▶ _INPUT MATERIAL_:

*****

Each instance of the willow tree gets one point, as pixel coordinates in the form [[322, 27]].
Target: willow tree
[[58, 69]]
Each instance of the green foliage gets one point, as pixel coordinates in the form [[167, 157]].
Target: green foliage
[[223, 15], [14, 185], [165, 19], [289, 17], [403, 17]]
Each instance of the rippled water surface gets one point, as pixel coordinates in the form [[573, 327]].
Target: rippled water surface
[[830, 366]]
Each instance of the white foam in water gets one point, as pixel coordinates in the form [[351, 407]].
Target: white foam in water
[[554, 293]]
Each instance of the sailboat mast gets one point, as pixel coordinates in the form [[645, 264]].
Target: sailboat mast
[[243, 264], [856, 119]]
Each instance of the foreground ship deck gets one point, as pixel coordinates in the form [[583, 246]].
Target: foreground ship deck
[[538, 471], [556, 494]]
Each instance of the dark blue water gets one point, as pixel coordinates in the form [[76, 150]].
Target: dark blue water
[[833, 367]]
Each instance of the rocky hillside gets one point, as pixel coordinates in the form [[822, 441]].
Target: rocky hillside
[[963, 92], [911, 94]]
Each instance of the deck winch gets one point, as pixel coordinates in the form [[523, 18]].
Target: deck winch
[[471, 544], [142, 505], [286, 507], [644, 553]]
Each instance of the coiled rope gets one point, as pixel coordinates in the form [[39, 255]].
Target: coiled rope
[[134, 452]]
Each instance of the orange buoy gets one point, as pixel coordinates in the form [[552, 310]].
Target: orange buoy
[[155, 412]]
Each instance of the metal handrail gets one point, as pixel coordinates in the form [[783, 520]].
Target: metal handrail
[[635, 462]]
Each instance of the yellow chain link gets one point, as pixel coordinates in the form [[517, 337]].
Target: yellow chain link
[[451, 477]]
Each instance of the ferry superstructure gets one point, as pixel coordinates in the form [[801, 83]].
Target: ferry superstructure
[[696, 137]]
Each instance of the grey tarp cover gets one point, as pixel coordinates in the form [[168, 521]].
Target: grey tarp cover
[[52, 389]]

*****

▶ _REQUIRED ACTION_: The lines from the one holding "Each instance of the orange" through the end of the listing above are to be written out exactly, both ends included, and no others.

▶ _WRITTEN ANSWER_:
Each instance of the orange buoy gets one point, as pixel coordinates in the form [[552, 310]].
Target: orange buoy
[[155, 412]]
Each instance of the metal handrail gets one point, as pixel coordinates in the form [[783, 520]].
Target: metal handrail
[[635, 462]]
Each instance of the yellow chain link gets one point, as pixel coordinates in the form [[517, 337]].
Target: yellow chain link
[[451, 477]]
Each instance of the ferry superstructure gets one point, as pixel coordinates in the form [[801, 83]].
Target: ferry superstructure
[[696, 137]]
Each instance of the grey tarp cover gets one point, as pixel coordinates in the form [[168, 521]].
Target: grey tarp cover
[[52, 389]]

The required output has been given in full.